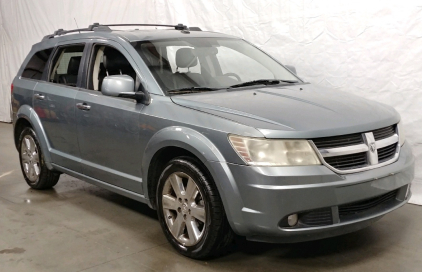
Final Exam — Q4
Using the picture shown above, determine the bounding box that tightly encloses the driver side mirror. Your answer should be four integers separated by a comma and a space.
101, 75, 145, 102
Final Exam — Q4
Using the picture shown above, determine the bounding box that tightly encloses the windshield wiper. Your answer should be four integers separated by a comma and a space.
168, 87, 218, 94
229, 79, 299, 89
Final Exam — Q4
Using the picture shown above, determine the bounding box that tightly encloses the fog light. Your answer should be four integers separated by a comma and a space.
287, 213, 298, 227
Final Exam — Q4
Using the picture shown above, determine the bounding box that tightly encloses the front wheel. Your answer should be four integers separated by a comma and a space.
18, 127, 60, 190
157, 157, 234, 259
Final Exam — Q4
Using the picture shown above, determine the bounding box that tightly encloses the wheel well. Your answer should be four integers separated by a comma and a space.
14, 118, 32, 148
147, 146, 209, 209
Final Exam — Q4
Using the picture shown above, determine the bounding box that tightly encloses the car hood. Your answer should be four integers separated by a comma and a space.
171, 84, 400, 138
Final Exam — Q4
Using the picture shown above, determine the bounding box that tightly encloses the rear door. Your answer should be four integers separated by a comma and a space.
75, 41, 145, 193
33, 42, 86, 172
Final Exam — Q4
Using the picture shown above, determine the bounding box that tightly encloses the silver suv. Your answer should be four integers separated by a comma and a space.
12, 24, 414, 258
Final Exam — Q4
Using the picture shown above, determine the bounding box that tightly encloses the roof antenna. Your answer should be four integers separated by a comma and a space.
73, 17, 81, 34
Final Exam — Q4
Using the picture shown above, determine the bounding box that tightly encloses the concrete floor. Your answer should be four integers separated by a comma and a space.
0, 123, 422, 272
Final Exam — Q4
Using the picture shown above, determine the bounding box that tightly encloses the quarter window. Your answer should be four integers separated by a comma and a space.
49, 45, 85, 87
22, 48, 53, 80
88, 44, 136, 91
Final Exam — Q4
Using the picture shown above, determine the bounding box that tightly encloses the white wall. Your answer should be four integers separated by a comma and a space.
0, 0, 422, 187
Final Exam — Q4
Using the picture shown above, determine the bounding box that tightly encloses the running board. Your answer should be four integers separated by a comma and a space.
52, 163, 151, 204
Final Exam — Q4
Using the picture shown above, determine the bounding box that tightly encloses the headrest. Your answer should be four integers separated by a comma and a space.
176, 48, 198, 68
67, 56, 82, 76
103, 50, 131, 71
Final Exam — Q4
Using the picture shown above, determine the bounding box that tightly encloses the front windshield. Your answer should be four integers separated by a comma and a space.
132, 38, 299, 94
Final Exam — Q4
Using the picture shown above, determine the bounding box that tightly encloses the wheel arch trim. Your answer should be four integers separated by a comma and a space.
142, 126, 244, 235
13, 105, 54, 170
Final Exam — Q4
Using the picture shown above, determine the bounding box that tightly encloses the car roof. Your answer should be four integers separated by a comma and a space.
33, 28, 239, 50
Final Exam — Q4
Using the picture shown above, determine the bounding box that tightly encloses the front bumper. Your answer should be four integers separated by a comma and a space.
211, 143, 414, 242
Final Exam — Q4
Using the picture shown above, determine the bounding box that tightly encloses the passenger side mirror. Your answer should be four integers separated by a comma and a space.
101, 75, 145, 102
284, 65, 297, 75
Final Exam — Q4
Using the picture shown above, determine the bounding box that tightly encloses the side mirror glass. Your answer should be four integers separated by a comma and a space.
284, 65, 297, 75
101, 75, 135, 97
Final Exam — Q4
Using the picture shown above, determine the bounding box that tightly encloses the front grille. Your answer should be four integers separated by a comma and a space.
338, 190, 398, 219
312, 125, 398, 171
313, 133, 363, 148
299, 208, 333, 226
324, 152, 368, 170
378, 143, 397, 163
372, 125, 396, 141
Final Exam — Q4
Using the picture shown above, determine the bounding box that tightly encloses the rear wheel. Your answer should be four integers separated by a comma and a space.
157, 157, 234, 259
18, 127, 60, 190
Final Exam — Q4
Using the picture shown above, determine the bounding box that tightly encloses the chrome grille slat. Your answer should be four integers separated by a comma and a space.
313, 133, 363, 148
311, 125, 400, 174
372, 125, 396, 141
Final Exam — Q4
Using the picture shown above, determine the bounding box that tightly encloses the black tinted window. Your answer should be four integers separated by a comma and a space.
22, 48, 53, 79
49, 45, 85, 87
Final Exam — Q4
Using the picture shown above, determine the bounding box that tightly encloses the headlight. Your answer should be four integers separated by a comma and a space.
397, 121, 406, 146
229, 135, 321, 166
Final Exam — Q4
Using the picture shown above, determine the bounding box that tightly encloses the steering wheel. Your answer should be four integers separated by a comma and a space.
223, 73, 242, 82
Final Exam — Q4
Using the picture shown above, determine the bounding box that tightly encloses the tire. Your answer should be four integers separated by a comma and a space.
156, 157, 234, 259
18, 127, 60, 190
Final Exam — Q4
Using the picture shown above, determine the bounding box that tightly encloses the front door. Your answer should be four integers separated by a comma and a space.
75, 45, 144, 193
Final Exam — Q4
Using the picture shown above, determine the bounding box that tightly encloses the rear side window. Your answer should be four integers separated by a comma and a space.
49, 45, 85, 87
22, 48, 53, 80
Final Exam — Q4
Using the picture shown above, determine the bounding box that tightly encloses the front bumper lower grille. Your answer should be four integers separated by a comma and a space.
280, 189, 402, 228
338, 190, 398, 218
312, 125, 400, 174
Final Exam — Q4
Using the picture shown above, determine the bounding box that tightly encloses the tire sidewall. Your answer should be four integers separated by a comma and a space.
156, 158, 213, 257
18, 127, 44, 187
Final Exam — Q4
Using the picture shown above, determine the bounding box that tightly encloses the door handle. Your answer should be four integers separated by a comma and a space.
76, 103, 91, 110
34, 94, 45, 100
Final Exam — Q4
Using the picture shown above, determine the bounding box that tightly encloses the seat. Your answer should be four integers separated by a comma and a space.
59, 56, 82, 86
173, 48, 206, 89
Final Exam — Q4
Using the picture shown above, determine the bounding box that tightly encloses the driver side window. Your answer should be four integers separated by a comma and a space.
88, 44, 139, 91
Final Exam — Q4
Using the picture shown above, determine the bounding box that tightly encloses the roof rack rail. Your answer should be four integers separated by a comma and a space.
103, 24, 188, 30
43, 23, 195, 40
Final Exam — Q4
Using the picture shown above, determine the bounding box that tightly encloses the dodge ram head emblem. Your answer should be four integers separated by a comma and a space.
369, 143, 377, 153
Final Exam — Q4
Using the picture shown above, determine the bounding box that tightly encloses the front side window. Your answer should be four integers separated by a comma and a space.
22, 48, 53, 80
49, 45, 85, 87
132, 38, 300, 94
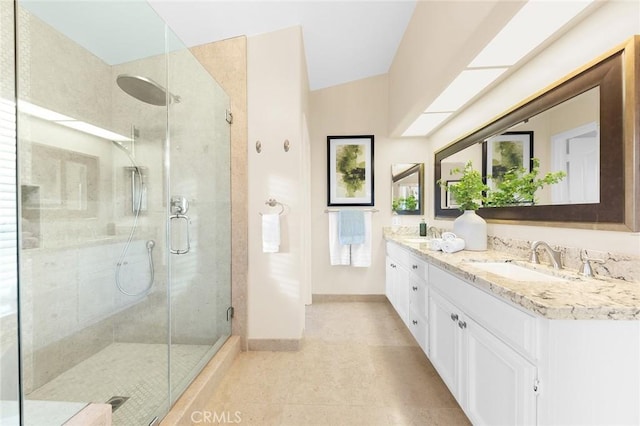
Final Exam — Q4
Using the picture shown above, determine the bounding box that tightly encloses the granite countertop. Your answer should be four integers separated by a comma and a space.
385, 235, 640, 320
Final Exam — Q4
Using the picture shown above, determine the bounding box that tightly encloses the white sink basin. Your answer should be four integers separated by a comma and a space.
468, 262, 567, 282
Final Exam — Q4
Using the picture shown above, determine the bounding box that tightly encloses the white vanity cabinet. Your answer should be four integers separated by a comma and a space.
387, 243, 640, 426
385, 243, 429, 352
429, 273, 537, 425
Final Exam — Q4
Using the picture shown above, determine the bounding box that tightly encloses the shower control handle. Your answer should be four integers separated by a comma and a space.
171, 195, 189, 215
169, 195, 191, 254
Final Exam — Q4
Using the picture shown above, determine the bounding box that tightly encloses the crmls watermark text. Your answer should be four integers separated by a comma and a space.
191, 410, 242, 424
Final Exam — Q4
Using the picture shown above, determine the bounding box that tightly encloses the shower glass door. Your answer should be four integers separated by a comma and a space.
14, 0, 231, 426
167, 29, 231, 402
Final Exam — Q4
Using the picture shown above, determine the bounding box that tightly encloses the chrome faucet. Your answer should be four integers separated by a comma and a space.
529, 241, 562, 269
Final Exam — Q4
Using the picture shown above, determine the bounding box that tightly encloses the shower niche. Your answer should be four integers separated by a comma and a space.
13, 0, 231, 426
23, 143, 100, 218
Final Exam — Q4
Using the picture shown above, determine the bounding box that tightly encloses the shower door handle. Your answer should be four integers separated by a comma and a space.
169, 214, 191, 254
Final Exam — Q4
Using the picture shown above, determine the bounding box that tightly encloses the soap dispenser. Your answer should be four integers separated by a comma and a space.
420, 218, 427, 237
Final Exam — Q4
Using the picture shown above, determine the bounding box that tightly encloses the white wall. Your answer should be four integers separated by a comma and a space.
247, 27, 308, 341
427, 1, 640, 255
309, 75, 433, 294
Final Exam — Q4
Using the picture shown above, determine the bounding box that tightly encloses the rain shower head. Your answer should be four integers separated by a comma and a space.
116, 74, 180, 106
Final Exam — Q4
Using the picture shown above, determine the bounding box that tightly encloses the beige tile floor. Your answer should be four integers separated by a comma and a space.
198, 302, 470, 426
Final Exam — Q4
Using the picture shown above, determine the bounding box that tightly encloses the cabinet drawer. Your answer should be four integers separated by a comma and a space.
429, 266, 537, 359
387, 243, 428, 280
408, 278, 428, 317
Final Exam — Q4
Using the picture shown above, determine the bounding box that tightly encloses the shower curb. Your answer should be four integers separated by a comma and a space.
160, 336, 240, 426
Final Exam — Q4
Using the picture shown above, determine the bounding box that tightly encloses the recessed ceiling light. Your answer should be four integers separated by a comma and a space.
424, 68, 507, 112
54, 120, 131, 142
18, 100, 131, 142
469, 0, 592, 68
402, 112, 453, 136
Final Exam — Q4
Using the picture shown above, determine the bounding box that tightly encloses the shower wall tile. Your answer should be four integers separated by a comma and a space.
191, 36, 249, 350
21, 240, 159, 389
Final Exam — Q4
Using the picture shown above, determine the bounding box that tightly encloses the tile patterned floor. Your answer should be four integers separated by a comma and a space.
25, 343, 211, 426
198, 302, 470, 426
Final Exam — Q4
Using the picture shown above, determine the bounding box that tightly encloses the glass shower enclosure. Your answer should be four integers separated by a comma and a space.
0, 0, 231, 426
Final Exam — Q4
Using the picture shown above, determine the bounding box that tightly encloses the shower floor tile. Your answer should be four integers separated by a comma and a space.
25, 343, 211, 426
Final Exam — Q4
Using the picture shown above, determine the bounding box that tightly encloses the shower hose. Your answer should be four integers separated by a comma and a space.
112, 141, 156, 297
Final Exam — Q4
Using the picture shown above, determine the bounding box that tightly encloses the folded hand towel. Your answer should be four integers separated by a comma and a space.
329, 212, 351, 266
338, 210, 365, 245
351, 212, 372, 268
442, 232, 458, 241
262, 213, 280, 253
441, 238, 464, 253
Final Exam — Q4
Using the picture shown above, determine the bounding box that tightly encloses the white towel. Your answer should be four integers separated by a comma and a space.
351, 212, 373, 268
328, 212, 351, 266
262, 213, 280, 253
441, 238, 464, 253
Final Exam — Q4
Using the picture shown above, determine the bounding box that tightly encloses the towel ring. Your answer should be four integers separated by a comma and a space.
260, 198, 284, 216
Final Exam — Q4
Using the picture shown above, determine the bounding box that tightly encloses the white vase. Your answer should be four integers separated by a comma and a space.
453, 210, 487, 251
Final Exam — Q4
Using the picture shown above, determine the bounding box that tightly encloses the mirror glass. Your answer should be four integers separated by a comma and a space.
440, 87, 600, 209
391, 163, 424, 215
433, 37, 640, 231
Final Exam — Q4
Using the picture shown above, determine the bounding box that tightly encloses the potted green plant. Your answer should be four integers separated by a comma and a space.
438, 161, 489, 251
485, 158, 567, 207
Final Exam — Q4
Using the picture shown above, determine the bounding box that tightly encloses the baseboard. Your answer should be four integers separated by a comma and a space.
160, 336, 240, 426
311, 294, 387, 303
248, 339, 302, 352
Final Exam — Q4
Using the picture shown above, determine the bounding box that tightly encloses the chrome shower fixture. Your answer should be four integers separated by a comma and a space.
116, 74, 180, 106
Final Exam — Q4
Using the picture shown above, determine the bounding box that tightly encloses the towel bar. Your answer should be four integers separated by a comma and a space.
259, 198, 284, 216
324, 209, 380, 213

+ + +

* **WHAT IS NEEDED**
Reproduce the items verbatim from their beginning up to and including the line that contains "0, 123, 422, 272". Leave out the pictures.

* **COMPLETED TASK**
Final Exam — Q4
Using the picture shown above, determine the bounding box that tightly encloses the driver side mirror. Your answer should be four integers separated by a comma and a space.
101, 75, 145, 102
Final Exam — Q4
Using the picture shown above, determine the bounding box that tightly encloses the windshield wiper. Your answer should be four integers separated by a comma and a space.
168, 87, 218, 94
229, 79, 299, 89
Final Exam — Q4
Using the picture shown above, determine the bounding box that tightly encloses the fog light. Your answer should be four integers separated by a comma and a space.
287, 213, 298, 227
Final Exam — Q4
Using the picture shown above, determine the bounding box that tightly encloses the front wheel. Your answer should be four integers separated by a comma and a space.
18, 127, 60, 190
157, 157, 234, 259
Final Exam — Q4
Using the picture shown above, determine the bounding box that tightly encloses the wheel well. Your answer should be four integers separated by a comma and a space.
14, 118, 32, 148
147, 146, 209, 209
Final Exam — Q4
Using the picture shown above, determine the bounding box that tightly encloses the car hood. Your answer should be four integers separated by a comma and a space.
171, 84, 400, 138
Final Exam — Q4
Using the picture shown above, determine the bounding box that tightly encloses the rear door. Your answer should be four integers separated by a comma and a space.
75, 41, 145, 193
33, 42, 86, 172
Final Exam — Q4
Using the picture shown above, determine the bounding box that tightly encloses the silver suv. Your answer should be four integers separated by a comma and a space.
12, 24, 414, 258
Final Exam — Q4
Using the picture shown above, determine the bounding box that tightly encloses the roof antenna. Your answer should be four integers separated by a comma and a space.
73, 17, 81, 34
Final Exam — Q4
Using the picture shown above, determine the bounding box that tightly encloses the concrete floor. Your answer should be four integers separated by a comma and a space.
0, 123, 422, 272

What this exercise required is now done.